(Exercise):
Please copy all the records below line for line, leaving the pictures out of your copy.

(Supplied records):
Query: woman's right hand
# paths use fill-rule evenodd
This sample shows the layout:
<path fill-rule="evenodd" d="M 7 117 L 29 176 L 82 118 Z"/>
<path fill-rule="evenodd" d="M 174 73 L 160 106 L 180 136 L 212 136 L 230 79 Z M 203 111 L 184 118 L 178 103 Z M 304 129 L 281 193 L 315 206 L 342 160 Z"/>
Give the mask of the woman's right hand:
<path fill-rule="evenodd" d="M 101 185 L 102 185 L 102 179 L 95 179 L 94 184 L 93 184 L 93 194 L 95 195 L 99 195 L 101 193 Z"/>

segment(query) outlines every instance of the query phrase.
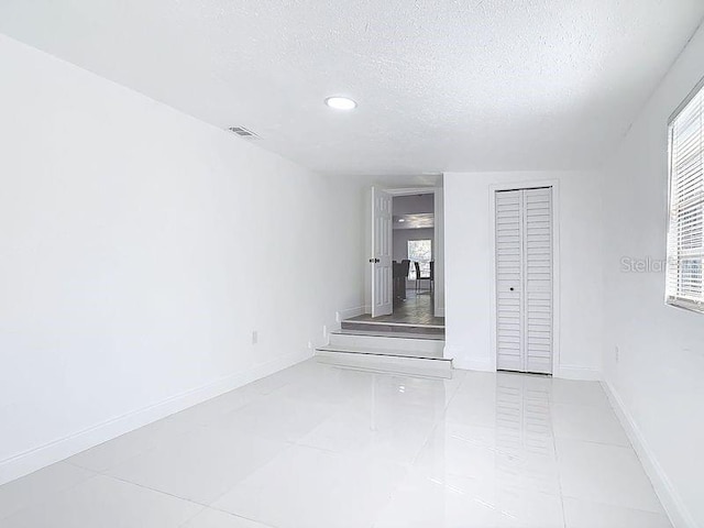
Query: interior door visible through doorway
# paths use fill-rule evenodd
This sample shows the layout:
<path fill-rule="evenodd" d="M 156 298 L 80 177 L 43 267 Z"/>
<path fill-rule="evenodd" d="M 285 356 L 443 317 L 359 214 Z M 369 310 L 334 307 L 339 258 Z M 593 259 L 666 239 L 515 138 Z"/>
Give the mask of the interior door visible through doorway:
<path fill-rule="evenodd" d="M 496 367 L 552 373 L 552 188 L 495 194 Z"/>
<path fill-rule="evenodd" d="M 372 317 L 394 311 L 391 194 L 372 187 Z"/>

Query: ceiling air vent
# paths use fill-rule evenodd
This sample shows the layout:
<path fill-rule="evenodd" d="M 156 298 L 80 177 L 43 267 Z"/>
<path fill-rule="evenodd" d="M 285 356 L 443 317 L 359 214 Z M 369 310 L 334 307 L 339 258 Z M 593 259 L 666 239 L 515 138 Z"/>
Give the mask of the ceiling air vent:
<path fill-rule="evenodd" d="M 251 130 L 245 129 L 244 127 L 230 127 L 228 130 L 230 132 L 234 132 L 235 134 L 238 134 L 241 138 L 249 138 L 249 139 L 252 139 L 252 140 L 258 140 L 260 139 L 258 135 L 256 135 Z"/>

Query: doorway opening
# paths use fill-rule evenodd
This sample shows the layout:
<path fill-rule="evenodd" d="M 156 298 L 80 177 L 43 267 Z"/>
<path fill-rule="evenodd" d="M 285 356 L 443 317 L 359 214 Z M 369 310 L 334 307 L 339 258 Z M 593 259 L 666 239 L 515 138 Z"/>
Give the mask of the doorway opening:
<path fill-rule="evenodd" d="M 372 201 L 371 314 L 355 319 L 444 336 L 442 189 L 373 188 Z"/>

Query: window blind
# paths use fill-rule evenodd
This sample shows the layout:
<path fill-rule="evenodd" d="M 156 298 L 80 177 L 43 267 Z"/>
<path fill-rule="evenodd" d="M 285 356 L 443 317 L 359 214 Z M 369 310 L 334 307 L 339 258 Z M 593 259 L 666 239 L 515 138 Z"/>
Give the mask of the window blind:
<path fill-rule="evenodd" d="M 704 88 L 670 122 L 667 301 L 704 311 Z"/>

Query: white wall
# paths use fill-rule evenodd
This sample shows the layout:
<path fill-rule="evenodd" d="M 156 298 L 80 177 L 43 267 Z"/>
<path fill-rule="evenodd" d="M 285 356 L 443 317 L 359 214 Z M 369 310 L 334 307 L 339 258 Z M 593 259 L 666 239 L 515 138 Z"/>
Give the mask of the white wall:
<path fill-rule="evenodd" d="M 557 182 L 560 370 L 598 378 L 602 350 L 602 183 L 598 173 L 446 173 L 446 356 L 460 369 L 494 370 L 492 186 Z"/>
<path fill-rule="evenodd" d="M 0 78 L 0 483 L 305 359 L 362 306 L 364 187 L 1 35 Z"/>
<path fill-rule="evenodd" d="M 620 261 L 666 257 L 668 118 L 702 77 L 700 28 L 605 169 L 604 374 L 682 527 L 704 526 L 704 316 L 664 305 L 663 273 Z"/>
<path fill-rule="evenodd" d="M 432 194 L 395 196 L 393 206 L 394 215 L 435 212 L 435 196 Z"/>

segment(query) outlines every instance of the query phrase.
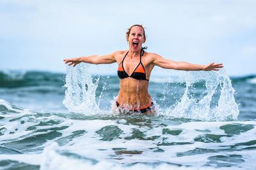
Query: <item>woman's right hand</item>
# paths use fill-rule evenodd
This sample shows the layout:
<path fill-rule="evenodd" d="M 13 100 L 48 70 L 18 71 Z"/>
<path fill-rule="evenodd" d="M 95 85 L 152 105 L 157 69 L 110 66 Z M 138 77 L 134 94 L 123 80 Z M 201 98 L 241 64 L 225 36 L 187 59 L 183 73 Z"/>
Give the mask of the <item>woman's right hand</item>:
<path fill-rule="evenodd" d="M 68 66 L 74 64 L 73 67 L 76 66 L 76 64 L 78 64 L 81 62 L 81 61 L 79 61 L 79 58 L 68 59 L 63 60 L 63 61 L 65 61 L 65 64 L 68 63 Z"/>

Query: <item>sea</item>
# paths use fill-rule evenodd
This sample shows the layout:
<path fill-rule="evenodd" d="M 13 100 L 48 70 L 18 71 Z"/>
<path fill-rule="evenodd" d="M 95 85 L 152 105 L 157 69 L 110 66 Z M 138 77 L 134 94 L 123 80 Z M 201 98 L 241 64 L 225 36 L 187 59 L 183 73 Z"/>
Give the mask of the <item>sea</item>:
<path fill-rule="evenodd" d="M 0 169 L 256 169 L 256 74 L 152 74 L 144 115 L 90 70 L 0 71 Z"/>

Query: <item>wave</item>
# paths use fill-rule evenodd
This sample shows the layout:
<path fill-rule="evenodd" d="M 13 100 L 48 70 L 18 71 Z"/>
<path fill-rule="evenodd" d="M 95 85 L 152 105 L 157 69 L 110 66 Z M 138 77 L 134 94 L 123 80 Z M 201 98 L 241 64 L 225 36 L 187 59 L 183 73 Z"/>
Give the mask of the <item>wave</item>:
<path fill-rule="evenodd" d="M 103 111 L 100 106 L 102 101 L 105 101 L 102 100 L 102 97 L 104 91 L 108 90 L 105 88 L 107 84 L 103 86 L 100 94 L 97 97 L 99 77 L 93 81 L 92 75 L 88 73 L 87 66 L 80 64 L 76 67 L 67 67 L 65 85 L 67 90 L 63 103 L 70 112 L 96 115 Z M 179 92 L 184 90 L 183 94 L 180 94 L 180 98 L 175 104 L 159 110 L 159 115 L 207 120 L 237 118 L 239 111 L 234 97 L 235 90 L 224 69 L 218 72 L 187 72 L 185 80 L 184 89 L 175 90 Z M 199 87 L 198 82 L 200 85 Z M 163 88 L 163 91 L 160 93 L 166 94 L 164 89 L 178 87 L 175 85 L 171 87 L 169 85 Z M 201 92 L 198 92 L 199 96 L 195 96 L 195 92 L 198 89 L 200 89 Z M 164 99 L 164 96 L 159 100 Z M 115 101 L 110 96 L 106 99 L 109 103 Z M 158 108 L 157 104 L 156 105 Z"/>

(Task output):
Query: woman's right hand
# paths use fill-rule evenodd
This sample shows the layout:
<path fill-rule="evenodd" d="M 7 117 L 29 176 L 82 118 Z"/>
<path fill-rule="evenodd" d="M 174 73 L 160 106 L 180 136 L 212 136 L 230 79 Z M 203 111 L 184 118 L 178 103 Z M 304 129 L 281 193 L 315 206 L 342 160 Z"/>
Give the mask of the woman's right hand:
<path fill-rule="evenodd" d="M 101 185 L 102 185 L 102 179 L 95 179 L 94 184 L 93 184 L 93 194 L 95 195 L 99 195 L 101 193 Z"/>

segment(query) outlines every instance of the query phrase.
Query: interior door visible through doorway
# paths use fill-rule evenodd
This sample shows the layout:
<path fill-rule="evenodd" d="M 156 298 L 80 177 L 43 267 Z"/>
<path fill-rule="evenodd" d="M 285 356 L 443 317 L 359 214 Z M 369 310 L 334 307 L 339 258 Z M 593 259 L 666 239 L 515 138 Z"/>
Give the mask of the interior door visible through doorway:
<path fill-rule="evenodd" d="M 496 367 L 552 373 L 552 188 L 495 194 Z"/>
<path fill-rule="evenodd" d="M 372 317 L 394 311 L 391 194 L 372 187 Z"/>

Query: ceiling air vent
# paths use fill-rule evenodd
This sample shows the layout:
<path fill-rule="evenodd" d="M 156 298 L 80 177 L 43 267 Z"/>
<path fill-rule="evenodd" d="M 285 356 L 443 317 L 359 214 Z M 369 310 L 334 307 L 339 258 Z M 593 259 L 666 239 L 515 138 Z"/>
Give the mask of the ceiling air vent:
<path fill-rule="evenodd" d="M 251 130 L 245 129 L 244 127 L 230 127 L 228 130 L 230 132 L 234 132 L 235 134 L 238 134 L 241 138 L 249 138 L 249 139 L 252 139 L 252 140 L 258 140 L 260 139 L 258 135 L 256 135 Z"/>

Query: doorway opening
# paths use fill-rule evenodd
This sample shows the layout:
<path fill-rule="evenodd" d="M 156 298 L 80 177 L 43 267 Z"/>
<path fill-rule="evenodd" d="M 285 356 L 443 317 L 359 214 Z M 369 310 L 334 307 L 339 258 Z M 593 259 L 666 239 L 515 138 Z"/>
Give the mask of the doorway opening:
<path fill-rule="evenodd" d="M 372 201 L 371 314 L 355 319 L 444 336 L 442 189 L 373 188 Z"/>

Query: window blind
# paths use fill-rule evenodd
This sample shows the layout:
<path fill-rule="evenodd" d="M 156 298 L 80 177 L 43 267 Z"/>
<path fill-rule="evenodd" d="M 285 356 L 443 317 L 359 214 Z M 369 310 L 334 307 L 339 258 Z M 593 259 L 666 239 L 515 138 Z"/>
Give the mask of the window blind:
<path fill-rule="evenodd" d="M 704 88 L 670 122 L 667 301 L 704 311 Z"/>

Query: white wall
# paths use fill-rule evenodd
This sample shows the layout:
<path fill-rule="evenodd" d="M 156 298 L 80 177 L 43 267 Z"/>
<path fill-rule="evenodd" d="M 285 356 L 443 317 L 359 214 Z M 369 310 L 334 307 L 339 258 Z M 593 259 L 666 239 L 515 138 Z"/>
Give the mask of the white wall:
<path fill-rule="evenodd" d="M 557 182 L 560 370 L 598 378 L 602 350 L 602 183 L 598 173 L 446 173 L 446 356 L 460 369 L 494 370 L 492 186 Z"/>
<path fill-rule="evenodd" d="M 0 78 L 0 483 L 305 359 L 362 306 L 364 187 L 1 35 Z"/>
<path fill-rule="evenodd" d="M 620 261 L 666 257 L 668 118 L 702 77 L 700 28 L 605 169 L 604 374 L 682 527 L 704 526 L 704 316 L 664 305 L 663 273 Z"/>
<path fill-rule="evenodd" d="M 432 194 L 395 196 L 393 206 L 394 215 L 435 212 L 435 196 Z"/>

segment(query) outlines every instance of the query phrase.
Query: <item>woman's right hand</item>
# paths use fill-rule evenodd
This sample shows the layout:
<path fill-rule="evenodd" d="M 13 100 L 48 70 L 18 71 Z"/>
<path fill-rule="evenodd" d="M 95 85 L 152 105 L 157 69 L 110 66 Z M 138 77 L 134 94 L 123 80 Z M 201 98 L 241 64 L 225 36 L 187 59 L 183 73 Z"/>
Give the mask of the <item>woman's right hand</item>:
<path fill-rule="evenodd" d="M 68 66 L 74 64 L 73 67 L 76 66 L 76 64 L 78 64 L 81 62 L 81 61 L 79 61 L 79 58 L 68 59 L 63 60 L 63 61 L 65 61 L 65 64 L 68 63 Z"/>

Query: <item>sea</item>
# paths use fill-rule evenodd
This sample shows the layout:
<path fill-rule="evenodd" d="M 13 100 L 48 70 L 18 71 Z"/>
<path fill-rule="evenodd" d="M 95 85 L 152 105 L 157 69 L 110 66 Z M 138 77 L 134 94 L 123 80 Z M 201 98 L 241 64 L 225 36 L 187 59 L 183 73 Z"/>
Give the mask of the <item>sea</item>:
<path fill-rule="evenodd" d="M 0 169 L 256 169 L 256 74 L 152 74 L 144 115 L 90 70 L 0 71 Z"/>

Query: <item>wave</item>
# paths use fill-rule evenodd
This sample shows the layout:
<path fill-rule="evenodd" d="M 13 100 L 48 70 L 18 71 Z"/>
<path fill-rule="evenodd" d="M 95 85 L 152 105 L 157 69 L 110 66 Z M 138 77 L 134 94 L 123 80 Z M 201 98 L 241 64 L 225 36 L 187 59 L 183 73 Z"/>
Give the mask of the <item>wave</item>:
<path fill-rule="evenodd" d="M 103 111 L 100 106 L 102 101 L 105 101 L 102 100 L 102 97 L 104 91 L 108 90 L 105 88 L 107 84 L 103 86 L 100 94 L 97 97 L 99 77 L 93 81 L 92 75 L 88 73 L 87 66 L 80 64 L 76 67 L 67 67 L 65 85 L 67 90 L 63 103 L 70 112 L 96 115 Z M 179 92 L 184 90 L 183 94 L 180 94 L 180 98 L 175 104 L 159 110 L 159 115 L 207 120 L 237 118 L 239 111 L 234 97 L 235 90 L 224 69 L 218 72 L 187 72 L 185 80 L 184 89 L 175 90 Z M 199 87 L 198 82 L 200 85 Z M 163 88 L 163 91 L 160 93 L 166 94 L 164 89 L 178 87 L 175 85 L 171 87 L 169 85 Z M 201 92 L 198 92 L 199 96 L 195 96 L 195 92 L 198 89 L 200 89 Z M 164 99 L 164 96 L 159 100 Z M 115 101 L 110 96 L 106 99 L 109 103 Z M 158 108 L 157 104 L 156 105 Z"/>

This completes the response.